Complete the following =>
A – Decide whether each statement agrees with the passage on linguistic dispersion below, answering yes or no and quoting the words of the passage that decide it. (i) The processes by which children newly acquire language are one principal instrument of dispersion. (ii) The word crazy has already lost its original use. (iii) These changes tend mostly toward tighter controls on the uses of vocabulary.
B – Please reproduce the passage on linguistic dispersion below, copying everything from "Dispersion is an" down to "or other sub-populations." without any change.

Text provided =>
Dispersion is an important process in language evolution. The presence, throughout a human population, of tokens of any particular linguistic type inevitably involves some process of dispersion. Dispersion is a dynamical process that describes change of a kind. One principal instrument of dispersion is constituted by the processes by which children newly acquire language. Another important example is how technologically inspired neologisms, fashionable inventions and rediscoveries, and other linguistic innovations, such as slang and colloquial modifications, also become dispersed among the linguistic repertoires of adult or other sub-populations.

In the course of dispersion change is inevitable. In the first place, even in the case of nouns and adjectives, individual language users can acquire slightly different extensional biases and preconceptions. These will be inherited, again in slightly altered form, by further language users who acquire the use from others.

Dispersion multiplies the instances of a specific vocable, that is, this vocable will gain increasingly slightly different uses, over time, as it is uttered in an increasing number of linguistic transactions.

The English word internecine provides an example of this purely extensional alteration.4.1

Any in English interrogatives has free-standing existential import as; Do you have any siblings? But it also has universal import in certain affirmatives where it is mostly restricted to negative and modal constructions. (Compare I have not read any of these books with I have read any of these books or You may have any soft beverage with You have any soft beverage.). Such divergences are occasioned by specific and kinds of schisms in human speech, in which one party of language users understands a word differently, but undetectedly so, from some other party. But the mere use of such vocabulary as adjectives, adverbs, nouns and verbs increases what could be called their actual extension. An actual extension is the class of things or n-tuples of things to which they have actually been applied by speakers of the language. That modification, to a standard definition of extension, alters the circumstances under which linguistic descendants receive the vocabulary. Usually, the extension of the relation of a particular vocable will only include one class of items such as nouns or adjectives or verbs, and so on. The actual extension can potentially include all of those and more. We will explain further in the section about attenuation.

Overwhelmingly, the tendency of these changes is toward a relaxation of earlier inhibiting controls on the uses of vocabulary.

Specializations as well as generalizations, in vocables, can be products of the kind of relaxation we have in mind. Consider, for example, the word fond. The loss of inhibiting controls represents as well a loss of capacity to have particular sorts of effect of fond to create an expectation of foolishness, even in connection with the object in respect of which fondness is attributed.

Early on, fond, in its use, was akin to the current use of crazy. To have a fond hope is an expression that is seldom used, mostly because fond has been restricted to another kind of syntactic structure such as fond of someone. In fact crazy over replaced fond of in generating the kind of emotive effects that fond used to produce. To be crazy over or about someone does not suggest psychopathology as: This person was institutionalized because he is crazy does. Crazy over is a eccentric use of the word in an effort to convey strong feelings for someone or something. In this case crazy is not meant as a disorder but rather as an occasion of a mild form of the original inferential effects. Unlike fond, crazy has retained its original use for now. We might assume that crazy will suffer a fate similar to that of fond; that is, the use of fond as shifted from one syntactic form to an other, while slowly shedding the original use. Fond is further along in the widening of its extension, more specifically, it has undergone a narrowing of use through the widening of its extensions. Statistically, some instances of fond have been discarded while other have survived. These instances are often relaxed uses. That is, the core use has been lost, while the eccentric use becomes the norm. The extension of fond is thus altered.

Entries from a pointing dataset:
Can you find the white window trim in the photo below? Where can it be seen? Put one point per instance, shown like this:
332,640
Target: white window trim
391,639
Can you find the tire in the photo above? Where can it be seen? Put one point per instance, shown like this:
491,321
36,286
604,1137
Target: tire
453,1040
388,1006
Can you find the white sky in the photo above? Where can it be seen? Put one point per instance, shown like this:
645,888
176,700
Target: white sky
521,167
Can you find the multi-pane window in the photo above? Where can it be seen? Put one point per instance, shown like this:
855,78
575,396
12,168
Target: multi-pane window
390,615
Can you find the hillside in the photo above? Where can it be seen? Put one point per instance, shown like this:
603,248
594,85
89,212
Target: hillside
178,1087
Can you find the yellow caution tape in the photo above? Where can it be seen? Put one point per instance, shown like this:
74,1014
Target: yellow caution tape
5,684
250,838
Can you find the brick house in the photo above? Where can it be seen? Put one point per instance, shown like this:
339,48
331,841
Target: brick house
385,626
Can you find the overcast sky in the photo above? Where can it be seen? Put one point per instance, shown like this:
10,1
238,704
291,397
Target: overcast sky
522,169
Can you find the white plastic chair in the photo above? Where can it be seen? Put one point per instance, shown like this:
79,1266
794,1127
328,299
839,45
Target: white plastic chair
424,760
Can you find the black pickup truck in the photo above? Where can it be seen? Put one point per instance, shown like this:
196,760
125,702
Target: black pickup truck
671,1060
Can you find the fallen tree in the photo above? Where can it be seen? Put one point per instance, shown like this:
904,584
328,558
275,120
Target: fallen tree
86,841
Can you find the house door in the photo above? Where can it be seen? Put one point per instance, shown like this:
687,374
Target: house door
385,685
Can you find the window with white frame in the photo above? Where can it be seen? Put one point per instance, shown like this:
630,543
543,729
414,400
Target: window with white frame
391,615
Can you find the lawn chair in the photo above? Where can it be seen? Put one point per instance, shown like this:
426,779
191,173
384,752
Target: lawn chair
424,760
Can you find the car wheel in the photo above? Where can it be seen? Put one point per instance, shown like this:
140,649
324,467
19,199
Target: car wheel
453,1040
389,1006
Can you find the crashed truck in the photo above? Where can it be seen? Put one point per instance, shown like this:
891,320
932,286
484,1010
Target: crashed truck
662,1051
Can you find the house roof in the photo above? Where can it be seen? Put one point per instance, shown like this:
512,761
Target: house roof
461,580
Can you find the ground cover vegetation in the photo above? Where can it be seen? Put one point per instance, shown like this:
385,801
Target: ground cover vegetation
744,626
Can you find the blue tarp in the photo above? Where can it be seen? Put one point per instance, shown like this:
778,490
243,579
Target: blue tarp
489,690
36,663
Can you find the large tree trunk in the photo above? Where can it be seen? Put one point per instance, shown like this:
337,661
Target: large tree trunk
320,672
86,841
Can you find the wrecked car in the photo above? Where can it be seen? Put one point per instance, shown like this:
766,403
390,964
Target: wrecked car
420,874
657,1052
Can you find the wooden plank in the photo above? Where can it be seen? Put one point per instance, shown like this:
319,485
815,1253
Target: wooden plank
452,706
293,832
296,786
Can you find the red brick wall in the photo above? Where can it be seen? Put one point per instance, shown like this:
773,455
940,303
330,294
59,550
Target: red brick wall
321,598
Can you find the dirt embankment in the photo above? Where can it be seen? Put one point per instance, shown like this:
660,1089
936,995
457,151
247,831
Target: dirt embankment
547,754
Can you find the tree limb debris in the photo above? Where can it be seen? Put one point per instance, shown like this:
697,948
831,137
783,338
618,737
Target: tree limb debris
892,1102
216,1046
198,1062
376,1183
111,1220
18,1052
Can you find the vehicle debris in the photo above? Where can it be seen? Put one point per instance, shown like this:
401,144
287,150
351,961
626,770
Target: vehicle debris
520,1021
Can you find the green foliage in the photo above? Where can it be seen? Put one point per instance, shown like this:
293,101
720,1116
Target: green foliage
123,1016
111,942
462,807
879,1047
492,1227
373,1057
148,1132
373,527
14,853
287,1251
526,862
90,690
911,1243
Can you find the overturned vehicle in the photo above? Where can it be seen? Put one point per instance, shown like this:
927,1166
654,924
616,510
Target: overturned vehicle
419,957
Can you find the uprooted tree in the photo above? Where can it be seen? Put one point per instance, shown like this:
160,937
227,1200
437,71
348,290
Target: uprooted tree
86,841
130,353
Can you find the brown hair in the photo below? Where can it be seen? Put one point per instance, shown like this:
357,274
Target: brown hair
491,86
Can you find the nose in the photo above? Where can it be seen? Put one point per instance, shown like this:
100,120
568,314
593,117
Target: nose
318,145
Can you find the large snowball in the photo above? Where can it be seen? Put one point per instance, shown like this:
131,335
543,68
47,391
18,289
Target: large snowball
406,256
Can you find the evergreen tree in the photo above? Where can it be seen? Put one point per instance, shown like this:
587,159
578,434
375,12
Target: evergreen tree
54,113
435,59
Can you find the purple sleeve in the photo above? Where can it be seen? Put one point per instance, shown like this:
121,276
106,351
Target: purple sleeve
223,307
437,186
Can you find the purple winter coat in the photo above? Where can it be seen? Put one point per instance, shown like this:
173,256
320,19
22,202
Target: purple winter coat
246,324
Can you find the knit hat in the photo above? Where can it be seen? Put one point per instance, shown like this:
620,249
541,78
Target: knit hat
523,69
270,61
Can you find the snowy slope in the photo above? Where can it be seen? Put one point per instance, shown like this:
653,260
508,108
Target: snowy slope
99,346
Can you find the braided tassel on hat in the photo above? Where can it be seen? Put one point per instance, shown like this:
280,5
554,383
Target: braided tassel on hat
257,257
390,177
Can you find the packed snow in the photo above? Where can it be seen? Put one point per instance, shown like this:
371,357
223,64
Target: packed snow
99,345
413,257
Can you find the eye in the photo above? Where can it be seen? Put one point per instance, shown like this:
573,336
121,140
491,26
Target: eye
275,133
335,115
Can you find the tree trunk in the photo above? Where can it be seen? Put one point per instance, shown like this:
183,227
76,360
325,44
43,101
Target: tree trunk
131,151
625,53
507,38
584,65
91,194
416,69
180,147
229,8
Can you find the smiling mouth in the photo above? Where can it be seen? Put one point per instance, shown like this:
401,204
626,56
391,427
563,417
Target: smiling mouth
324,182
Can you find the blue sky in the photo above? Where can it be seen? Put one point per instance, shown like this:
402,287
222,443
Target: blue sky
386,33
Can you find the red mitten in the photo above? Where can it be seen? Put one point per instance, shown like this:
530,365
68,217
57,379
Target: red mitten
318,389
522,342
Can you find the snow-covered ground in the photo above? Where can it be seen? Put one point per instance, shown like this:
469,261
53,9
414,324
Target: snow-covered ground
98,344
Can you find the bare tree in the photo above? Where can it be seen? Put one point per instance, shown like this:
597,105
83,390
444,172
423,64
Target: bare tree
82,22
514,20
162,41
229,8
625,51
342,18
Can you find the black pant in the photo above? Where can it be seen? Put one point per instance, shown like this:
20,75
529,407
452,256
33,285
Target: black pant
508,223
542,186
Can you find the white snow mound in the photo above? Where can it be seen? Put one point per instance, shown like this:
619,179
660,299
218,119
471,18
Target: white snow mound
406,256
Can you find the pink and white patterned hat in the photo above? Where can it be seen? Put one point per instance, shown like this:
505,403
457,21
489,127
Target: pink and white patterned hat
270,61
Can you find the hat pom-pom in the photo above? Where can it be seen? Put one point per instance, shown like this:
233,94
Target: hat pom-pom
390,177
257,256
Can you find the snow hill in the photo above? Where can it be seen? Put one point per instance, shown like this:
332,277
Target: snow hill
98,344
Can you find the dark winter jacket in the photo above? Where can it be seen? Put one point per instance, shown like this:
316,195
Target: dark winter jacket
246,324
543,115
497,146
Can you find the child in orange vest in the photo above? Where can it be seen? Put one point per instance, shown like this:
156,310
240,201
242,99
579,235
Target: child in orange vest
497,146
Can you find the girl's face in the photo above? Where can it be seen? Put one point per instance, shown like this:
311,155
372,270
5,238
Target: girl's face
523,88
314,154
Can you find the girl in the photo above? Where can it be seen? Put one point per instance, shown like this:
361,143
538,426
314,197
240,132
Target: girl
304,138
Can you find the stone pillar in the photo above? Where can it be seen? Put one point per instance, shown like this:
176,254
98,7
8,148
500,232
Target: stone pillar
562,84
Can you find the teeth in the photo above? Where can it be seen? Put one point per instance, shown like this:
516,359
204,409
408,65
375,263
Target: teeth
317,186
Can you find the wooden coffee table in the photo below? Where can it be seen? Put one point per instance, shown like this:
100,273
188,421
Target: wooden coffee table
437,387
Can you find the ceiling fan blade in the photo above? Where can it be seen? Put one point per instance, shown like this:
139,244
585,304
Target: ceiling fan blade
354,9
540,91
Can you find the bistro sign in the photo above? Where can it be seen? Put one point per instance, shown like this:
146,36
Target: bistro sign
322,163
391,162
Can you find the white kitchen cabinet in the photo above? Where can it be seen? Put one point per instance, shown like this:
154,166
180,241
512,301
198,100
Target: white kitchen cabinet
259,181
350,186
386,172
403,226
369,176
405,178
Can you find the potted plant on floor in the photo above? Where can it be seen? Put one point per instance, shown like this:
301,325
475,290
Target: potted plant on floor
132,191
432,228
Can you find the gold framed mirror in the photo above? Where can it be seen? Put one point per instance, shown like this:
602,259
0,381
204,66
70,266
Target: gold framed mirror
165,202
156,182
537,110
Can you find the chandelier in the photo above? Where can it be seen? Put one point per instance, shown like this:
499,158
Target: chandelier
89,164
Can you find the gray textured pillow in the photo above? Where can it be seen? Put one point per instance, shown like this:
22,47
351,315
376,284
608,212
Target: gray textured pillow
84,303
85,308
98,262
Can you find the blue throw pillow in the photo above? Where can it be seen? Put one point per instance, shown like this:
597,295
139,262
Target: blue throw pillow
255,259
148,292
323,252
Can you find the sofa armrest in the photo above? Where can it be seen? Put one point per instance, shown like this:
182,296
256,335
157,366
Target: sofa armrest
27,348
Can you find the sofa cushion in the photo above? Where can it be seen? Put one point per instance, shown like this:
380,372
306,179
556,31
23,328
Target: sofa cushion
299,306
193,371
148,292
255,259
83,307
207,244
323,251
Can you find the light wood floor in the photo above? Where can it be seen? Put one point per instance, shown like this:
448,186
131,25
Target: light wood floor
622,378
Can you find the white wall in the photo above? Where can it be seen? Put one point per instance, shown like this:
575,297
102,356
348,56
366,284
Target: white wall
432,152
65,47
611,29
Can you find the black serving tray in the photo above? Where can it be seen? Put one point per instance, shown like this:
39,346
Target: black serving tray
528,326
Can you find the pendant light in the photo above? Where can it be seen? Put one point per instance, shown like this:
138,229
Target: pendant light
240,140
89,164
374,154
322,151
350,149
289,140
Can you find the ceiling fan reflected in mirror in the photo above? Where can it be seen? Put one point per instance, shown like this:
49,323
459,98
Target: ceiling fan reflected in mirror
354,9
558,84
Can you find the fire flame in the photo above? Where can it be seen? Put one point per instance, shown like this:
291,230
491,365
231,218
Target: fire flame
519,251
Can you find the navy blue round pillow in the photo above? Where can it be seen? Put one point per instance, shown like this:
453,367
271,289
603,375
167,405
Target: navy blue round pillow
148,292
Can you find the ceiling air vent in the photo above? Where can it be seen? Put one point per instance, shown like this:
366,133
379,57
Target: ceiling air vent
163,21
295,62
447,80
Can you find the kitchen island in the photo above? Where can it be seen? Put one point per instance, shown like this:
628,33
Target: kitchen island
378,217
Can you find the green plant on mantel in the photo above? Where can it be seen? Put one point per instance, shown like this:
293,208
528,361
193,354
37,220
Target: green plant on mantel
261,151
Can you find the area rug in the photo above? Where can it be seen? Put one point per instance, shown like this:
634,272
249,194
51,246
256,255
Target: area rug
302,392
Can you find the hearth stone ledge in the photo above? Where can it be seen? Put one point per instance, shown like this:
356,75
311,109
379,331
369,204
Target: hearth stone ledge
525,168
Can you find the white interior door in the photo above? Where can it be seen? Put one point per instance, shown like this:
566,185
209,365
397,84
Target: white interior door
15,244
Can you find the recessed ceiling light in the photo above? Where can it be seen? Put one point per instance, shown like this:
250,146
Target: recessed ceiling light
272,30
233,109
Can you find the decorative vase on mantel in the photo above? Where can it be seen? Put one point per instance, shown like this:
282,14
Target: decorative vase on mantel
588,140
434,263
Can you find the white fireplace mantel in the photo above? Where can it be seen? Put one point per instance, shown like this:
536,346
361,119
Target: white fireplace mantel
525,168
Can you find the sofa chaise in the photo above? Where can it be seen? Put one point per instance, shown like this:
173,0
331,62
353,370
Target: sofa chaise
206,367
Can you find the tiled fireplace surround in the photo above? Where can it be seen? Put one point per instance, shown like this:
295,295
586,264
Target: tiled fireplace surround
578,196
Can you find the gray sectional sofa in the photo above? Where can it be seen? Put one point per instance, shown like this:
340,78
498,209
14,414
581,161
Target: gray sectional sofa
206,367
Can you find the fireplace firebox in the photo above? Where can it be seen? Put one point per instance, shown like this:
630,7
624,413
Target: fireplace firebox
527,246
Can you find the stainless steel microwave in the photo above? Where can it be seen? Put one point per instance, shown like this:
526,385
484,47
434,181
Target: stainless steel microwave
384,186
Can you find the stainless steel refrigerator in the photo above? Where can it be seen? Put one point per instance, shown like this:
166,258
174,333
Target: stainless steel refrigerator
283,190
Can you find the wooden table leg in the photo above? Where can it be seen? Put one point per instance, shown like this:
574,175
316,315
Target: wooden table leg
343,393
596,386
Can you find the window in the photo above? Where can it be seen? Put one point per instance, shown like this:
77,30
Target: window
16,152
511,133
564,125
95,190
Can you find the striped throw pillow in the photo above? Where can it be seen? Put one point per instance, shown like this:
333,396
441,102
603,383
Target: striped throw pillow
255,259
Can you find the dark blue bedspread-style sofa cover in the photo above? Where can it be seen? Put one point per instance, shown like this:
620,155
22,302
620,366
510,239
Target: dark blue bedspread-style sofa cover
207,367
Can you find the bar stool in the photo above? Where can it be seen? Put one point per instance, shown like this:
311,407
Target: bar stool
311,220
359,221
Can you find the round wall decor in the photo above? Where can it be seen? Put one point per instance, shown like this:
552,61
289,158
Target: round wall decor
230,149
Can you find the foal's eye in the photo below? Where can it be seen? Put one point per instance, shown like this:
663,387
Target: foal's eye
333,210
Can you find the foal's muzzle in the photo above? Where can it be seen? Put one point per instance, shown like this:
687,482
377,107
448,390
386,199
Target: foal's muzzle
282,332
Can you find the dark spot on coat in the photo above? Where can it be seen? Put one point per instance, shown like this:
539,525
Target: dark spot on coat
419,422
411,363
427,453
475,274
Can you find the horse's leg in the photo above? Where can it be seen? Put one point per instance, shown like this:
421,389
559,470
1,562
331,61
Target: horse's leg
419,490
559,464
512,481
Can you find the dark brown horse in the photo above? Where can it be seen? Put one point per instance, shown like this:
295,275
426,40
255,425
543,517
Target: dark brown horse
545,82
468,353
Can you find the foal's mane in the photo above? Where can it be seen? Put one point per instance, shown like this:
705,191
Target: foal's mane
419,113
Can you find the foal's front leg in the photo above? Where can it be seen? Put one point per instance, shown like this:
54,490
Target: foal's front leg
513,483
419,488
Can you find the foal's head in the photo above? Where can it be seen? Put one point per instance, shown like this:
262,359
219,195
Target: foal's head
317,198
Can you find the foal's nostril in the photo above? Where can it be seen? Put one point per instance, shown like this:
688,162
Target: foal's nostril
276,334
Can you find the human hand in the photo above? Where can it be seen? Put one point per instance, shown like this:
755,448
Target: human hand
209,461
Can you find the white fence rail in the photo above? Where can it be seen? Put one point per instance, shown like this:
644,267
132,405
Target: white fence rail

Exercise results =>
A –
(i) Yes: "One principal instrument of dispersion is constituted by the processes by which children newly acquire language."
(ii) No: "Unlike fond, crazy has retained its original use for now."
(iii) No: "Overwhelmingly, the tendency of these changes is toward a relaxation of earlier inhibiting controls on the uses of vocabulary."

B –
Dispersion is an important process in language evolution. The presence, throughout a human population, of tokens of any particular linguistic type inevitably involves some process of dispersion. Dispersion is a dynamical process that describes change of a kind. One principal instrument of dispersion is constituted by the processes by which children newly acquire language. Another important example is how technologically inspired neologisms, fashionable inventions and rediscoveries, and other linguistic innovations, such as slang and colloquial modifications, also become dispersed among the linguistic repertoires of adult or other sub-populations.